(Task instructions):
1. From the fluid pump patent page, quote the passage from "A fluid pump" up to and including "for rotating together.".
2. According to the fluid pump patent page, what shape is the impeller formed into?
## begin Passage to read
P
US7766629B2ExpiredUtilityPatentIndex 61

Fluid pump, cooling apparatus and electrical appliance

Assignee: TOSHIBA KKPriority: Mar 30, 2004Filed: Mar 29, 2005Granted: Aug 3, 2010
Est. expiryMar 30, 2024(expired)· nominal 20-yr term from priority
Inventors:SEKO KATSUYAITO KENICHI
F04D 5/002F04D 13/0673F04D 29/669F04D 29/667F04D 29/666
61
PatentIndex Score
2
Cited by
11
References
21
Claims

Abstract

A fluid pump having a case with a pump chamber defined by axial side surfaces and a circumferential surface, a suction port and a discharge port both provided in the circumferential surface so as to communicate with the pump chamber, an impeller formed into a disc shape and rotatably mounted in the pump chamber, a pressure generating protrusion, which generates pressure by rotation of the impeller and is located inside the pump chamber at a radial position, and a motor, which drives the impeller, installed in the case and having a stator and a rotor to which the impeller is attached for rotating together.
## end Passage to read
## begin Record list
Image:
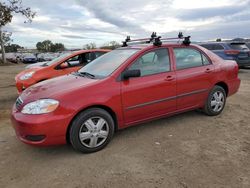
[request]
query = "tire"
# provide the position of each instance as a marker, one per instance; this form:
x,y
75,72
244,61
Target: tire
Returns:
x,y
215,102
91,130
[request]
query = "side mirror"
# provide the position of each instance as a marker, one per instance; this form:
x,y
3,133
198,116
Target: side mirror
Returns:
x,y
131,73
64,65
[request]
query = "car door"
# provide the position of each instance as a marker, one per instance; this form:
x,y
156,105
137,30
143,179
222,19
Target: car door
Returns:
x,y
194,72
153,93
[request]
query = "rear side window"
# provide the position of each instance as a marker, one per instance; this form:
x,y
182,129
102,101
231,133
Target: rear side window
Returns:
x,y
207,46
188,58
238,46
98,54
218,47
153,62
213,46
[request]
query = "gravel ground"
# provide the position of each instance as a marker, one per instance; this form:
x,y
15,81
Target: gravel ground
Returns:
x,y
186,150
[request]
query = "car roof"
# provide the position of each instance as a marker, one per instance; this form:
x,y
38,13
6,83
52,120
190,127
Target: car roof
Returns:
x,y
151,46
90,50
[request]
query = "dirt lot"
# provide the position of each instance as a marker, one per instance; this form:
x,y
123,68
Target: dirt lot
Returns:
x,y
187,150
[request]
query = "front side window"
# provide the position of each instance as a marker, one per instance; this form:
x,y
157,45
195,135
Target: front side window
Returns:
x,y
108,63
188,58
153,62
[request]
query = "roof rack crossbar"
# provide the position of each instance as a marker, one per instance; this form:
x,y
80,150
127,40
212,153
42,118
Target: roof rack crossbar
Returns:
x,y
157,40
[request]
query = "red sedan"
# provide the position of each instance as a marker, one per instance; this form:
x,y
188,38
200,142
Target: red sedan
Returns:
x,y
124,87
64,64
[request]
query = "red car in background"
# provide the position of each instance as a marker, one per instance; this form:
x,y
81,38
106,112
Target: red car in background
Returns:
x,y
130,85
64,64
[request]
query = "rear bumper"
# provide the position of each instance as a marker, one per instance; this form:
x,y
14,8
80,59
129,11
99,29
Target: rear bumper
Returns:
x,y
243,63
233,86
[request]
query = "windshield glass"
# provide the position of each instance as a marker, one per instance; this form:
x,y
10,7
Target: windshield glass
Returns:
x,y
108,63
57,59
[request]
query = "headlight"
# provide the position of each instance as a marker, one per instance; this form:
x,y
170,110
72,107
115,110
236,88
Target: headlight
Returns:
x,y
41,106
26,76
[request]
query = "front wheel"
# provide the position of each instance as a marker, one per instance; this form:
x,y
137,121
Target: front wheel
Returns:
x,y
215,102
91,130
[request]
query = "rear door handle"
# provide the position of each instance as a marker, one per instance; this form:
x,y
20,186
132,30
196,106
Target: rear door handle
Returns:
x,y
169,78
208,70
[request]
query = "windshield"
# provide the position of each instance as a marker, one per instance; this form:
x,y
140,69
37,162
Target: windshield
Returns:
x,y
57,59
108,63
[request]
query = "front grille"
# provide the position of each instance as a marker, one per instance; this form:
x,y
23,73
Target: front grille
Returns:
x,y
19,103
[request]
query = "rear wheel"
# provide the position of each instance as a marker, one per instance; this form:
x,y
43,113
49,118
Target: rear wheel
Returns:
x,y
215,102
91,130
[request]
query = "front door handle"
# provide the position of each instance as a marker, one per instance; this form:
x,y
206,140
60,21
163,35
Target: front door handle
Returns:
## end Record list
(Solutions to each task):
1.
A fluid pump having a case with a pump chamber defined by axial side surfaces and a circumferential surface, a suction port and a discharge port both provided in the circumferential surface so as to communicate with the pump chamber, an impeller formed into a disc shape and rotatably mounted in the pump chamber, a pressure generating protrusion, which generates pressure by rotation of the impeller and is located inside the pump chamber at a radial position, and a motor, which drives the impeller, installed in the case and having a stator and a rotor to which the impeller is attached for rotating together.

2. A disc shape.